*What you have to do*
At the line containing "Target: waterlogged pasture", begin repeating lines exactly, and stop only after the final line of the records below.

(Source data)
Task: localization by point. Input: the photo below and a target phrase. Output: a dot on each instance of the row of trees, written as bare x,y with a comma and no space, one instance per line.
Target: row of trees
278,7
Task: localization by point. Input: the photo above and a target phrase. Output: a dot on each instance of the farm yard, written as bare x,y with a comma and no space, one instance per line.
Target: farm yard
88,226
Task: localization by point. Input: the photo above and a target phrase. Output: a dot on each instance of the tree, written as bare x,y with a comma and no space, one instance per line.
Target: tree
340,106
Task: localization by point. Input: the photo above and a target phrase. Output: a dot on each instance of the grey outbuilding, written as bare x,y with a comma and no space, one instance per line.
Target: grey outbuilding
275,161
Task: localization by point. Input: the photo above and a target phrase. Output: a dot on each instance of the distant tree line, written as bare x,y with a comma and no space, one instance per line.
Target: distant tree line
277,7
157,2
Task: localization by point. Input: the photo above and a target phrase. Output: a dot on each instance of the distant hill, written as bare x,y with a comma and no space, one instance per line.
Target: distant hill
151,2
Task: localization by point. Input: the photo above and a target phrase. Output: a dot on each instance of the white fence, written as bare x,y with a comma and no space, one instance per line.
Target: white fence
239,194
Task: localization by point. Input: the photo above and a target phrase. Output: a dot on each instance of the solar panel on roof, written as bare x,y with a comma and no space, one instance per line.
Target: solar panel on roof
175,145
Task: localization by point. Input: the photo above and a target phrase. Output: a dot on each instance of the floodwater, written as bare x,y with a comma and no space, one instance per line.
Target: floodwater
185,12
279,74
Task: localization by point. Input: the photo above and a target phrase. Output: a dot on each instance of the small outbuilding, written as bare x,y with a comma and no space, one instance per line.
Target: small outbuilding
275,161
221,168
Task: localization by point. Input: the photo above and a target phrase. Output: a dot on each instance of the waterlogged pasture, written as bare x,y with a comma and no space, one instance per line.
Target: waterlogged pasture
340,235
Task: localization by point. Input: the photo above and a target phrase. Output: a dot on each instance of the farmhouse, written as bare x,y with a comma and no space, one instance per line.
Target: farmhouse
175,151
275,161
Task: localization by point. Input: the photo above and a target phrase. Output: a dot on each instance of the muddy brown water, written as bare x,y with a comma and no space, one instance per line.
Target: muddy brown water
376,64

*Task answer*
Target: waterlogged pasture
340,235
Task: localization by point. Input: the photo above and a target phrase. Output: a dot on each instance of the farmhouse, written as bare x,y with a comma and no space, one instance per line.
Target: farmhouse
175,151
275,161
Task: localization by point. Input: the photo above and a target phrase. Output: a dot on each instance of the muddy brown water, written as bare x,y with a comma and no space, one instance per line.
Target: muddy brown water
376,64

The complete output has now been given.